● **Written request**: Write out all of the material below exactly as it appears, line for line, without any changes.

— START Data —

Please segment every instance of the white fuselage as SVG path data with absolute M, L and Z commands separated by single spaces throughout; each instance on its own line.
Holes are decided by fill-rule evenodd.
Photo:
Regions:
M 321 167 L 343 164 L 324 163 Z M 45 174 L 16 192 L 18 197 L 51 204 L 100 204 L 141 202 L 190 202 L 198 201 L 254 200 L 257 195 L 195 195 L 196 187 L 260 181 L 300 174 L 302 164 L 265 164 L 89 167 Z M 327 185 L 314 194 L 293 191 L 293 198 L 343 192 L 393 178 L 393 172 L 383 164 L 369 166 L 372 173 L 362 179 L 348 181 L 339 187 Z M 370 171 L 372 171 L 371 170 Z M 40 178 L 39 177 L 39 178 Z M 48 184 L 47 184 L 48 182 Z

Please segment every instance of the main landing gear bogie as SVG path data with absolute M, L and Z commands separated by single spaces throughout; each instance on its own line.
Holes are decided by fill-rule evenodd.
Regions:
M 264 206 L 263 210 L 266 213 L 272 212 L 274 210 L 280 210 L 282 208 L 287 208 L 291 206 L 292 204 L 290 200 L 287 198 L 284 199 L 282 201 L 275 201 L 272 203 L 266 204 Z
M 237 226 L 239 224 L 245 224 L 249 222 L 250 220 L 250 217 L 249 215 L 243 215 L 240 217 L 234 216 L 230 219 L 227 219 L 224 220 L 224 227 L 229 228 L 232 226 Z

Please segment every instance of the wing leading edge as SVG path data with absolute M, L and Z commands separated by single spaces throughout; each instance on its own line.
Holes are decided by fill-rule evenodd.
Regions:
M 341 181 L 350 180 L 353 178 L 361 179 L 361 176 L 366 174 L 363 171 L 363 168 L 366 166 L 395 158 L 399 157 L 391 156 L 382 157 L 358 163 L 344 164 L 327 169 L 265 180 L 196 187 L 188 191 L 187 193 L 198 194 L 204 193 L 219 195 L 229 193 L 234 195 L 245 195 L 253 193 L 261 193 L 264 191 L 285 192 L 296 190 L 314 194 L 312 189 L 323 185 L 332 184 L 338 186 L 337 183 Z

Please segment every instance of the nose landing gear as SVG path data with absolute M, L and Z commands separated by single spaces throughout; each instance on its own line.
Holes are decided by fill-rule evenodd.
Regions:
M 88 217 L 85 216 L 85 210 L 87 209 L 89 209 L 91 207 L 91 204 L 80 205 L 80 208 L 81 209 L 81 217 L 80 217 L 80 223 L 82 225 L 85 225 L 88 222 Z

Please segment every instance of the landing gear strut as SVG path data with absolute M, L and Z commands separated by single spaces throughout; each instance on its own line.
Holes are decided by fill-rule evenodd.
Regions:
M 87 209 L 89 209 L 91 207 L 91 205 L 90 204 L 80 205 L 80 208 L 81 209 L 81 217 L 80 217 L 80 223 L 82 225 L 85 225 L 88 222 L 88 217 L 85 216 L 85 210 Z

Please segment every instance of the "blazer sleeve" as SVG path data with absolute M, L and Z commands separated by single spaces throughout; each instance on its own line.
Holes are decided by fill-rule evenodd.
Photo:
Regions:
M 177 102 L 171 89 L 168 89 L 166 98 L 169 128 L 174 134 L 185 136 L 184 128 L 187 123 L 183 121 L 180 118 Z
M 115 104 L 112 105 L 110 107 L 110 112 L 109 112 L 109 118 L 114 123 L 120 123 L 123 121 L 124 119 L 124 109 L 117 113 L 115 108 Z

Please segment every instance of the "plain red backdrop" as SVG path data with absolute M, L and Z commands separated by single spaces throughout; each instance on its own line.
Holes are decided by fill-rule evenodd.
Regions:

— END Data —

● **The output**:
Please segment every instance of the white fuselage as SVG path data with absolute M, L and Z commands separated by single spaces throughout; each instance on its own line.
Holes are decided by fill-rule evenodd.
Photo:
Regions:
M 321 167 L 343 164 L 324 163 Z M 45 174 L 16 192 L 18 197 L 51 204 L 100 204 L 141 202 L 190 202 L 198 201 L 254 200 L 257 195 L 195 195 L 196 187 L 260 181 L 300 174 L 302 164 L 265 164 L 89 167 Z M 327 185 L 314 194 L 293 191 L 293 198 L 343 192 L 393 178 L 393 172 L 383 164 L 369 166 L 372 173 L 362 179 L 348 181 L 339 187 Z M 370 171 L 372 171 L 371 170 Z M 40 178 L 39 177 L 39 178 Z M 48 184 L 47 184 L 48 182 Z

Please segment every instance of the main landing gear bogie as SVG path data with absolute M, L and Z commands separated by single spaces throughout; each instance on its own line.
Holes are decided by fill-rule evenodd.
Regions:
M 264 206 L 263 210 L 266 213 L 272 212 L 274 210 L 280 210 L 282 208 L 287 208 L 291 206 L 292 204 L 290 200 L 287 198 L 284 199 L 282 201 L 275 201 L 272 203 L 266 204 Z
M 237 226 L 239 224 L 245 224 L 249 222 L 250 220 L 250 217 L 249 215 L 243 215 L 240 217 L 234 216 L 230 219 L 227 219 L 224 220 L 224 227 L 229 228 L 232 226 Z

Please segment every instance of the wing leading edge as SVG path data with absolute M, L and Z commands separated by single spaces throughout; each instance on its own line.
Holes are decided by fill-rule evenodd.
Regions:
M 341 181 L 350 180 L 353 178 L 361 179 L 361 176 L 366 174 L 363 171 L 363 168 L 366 166 L 395 158 L 399 157 L 391 156 L 382 157 L 358 163 L 344 164 L 327 169 L 265 180 L 196 187 L 188 191 L 187 193 L 198 194 L 204 193 L 219 195 L 229 193 L 234 195 L 245 195 L 253 193 L 261 193 L 264 191 L 285 192 L 296 190 L 314 194 L 312 189 L 323 185 L 332 184 L 338 186 L 337 183 Z

Please segment every instance of the nose landing gear as SVG path data with absolute M, L and Z commands separated by single spaces throughout; each instance on its own line.
Holes are decided by fill-rule evenodd.
Regions:
M 88 217 L 85 216 L 85 210 L 87 209 L 89 209 L 91 207 L 91 204 L 80 205 L 80 208 L 81 209 L 81 217 L 80 217 L 80 223 L 82 225 L 85 225 L 88 222 Z

Please segment every instance of the landing gear strut as SVG path data with absolute M, L and Z commands separated by single spaces throughout; each instance on its own line.
Holes are decided by fill-rule evenodd.
Regions:
M 87 209 L 89 209 L 91 207 L 91 205 L 90 204 L 80 205 L 80 208 L 81 209 L 81 217 L 80 217 L 80 223 L 82 225 L 85 225 L 88 222 L 88 217 L 85 216 L 85 210 Z

Please segment every instance of the "blazer sleeve" as SVG path data with absolute M, L and Z commands separated by single spaces throughout; each instance on its own line.
Holes are decided by fill-rule evenodd.
Photo:
Regions:
M 177 102 L 171 89 L 168 89 L 166 98 L 169 128 L 174 134 L 185 136 L 184 128 L 187 123 L 183 121 L 180 118 Z
M 115 104 L 112 105 L 110 107 L 110 112 L 109 112 L 109 118 L 114 123 L 120 123 L 123 121 L 124 119 L 124 109 L 117 113 L 115 108 Z

Please segment every instance of the "plain red backdrop" as SVG path data with absolute M, L and Z commands separated by single spaces throughout; each instance on its own line.
Holes are decided by fill-rule evenodd.
Regions:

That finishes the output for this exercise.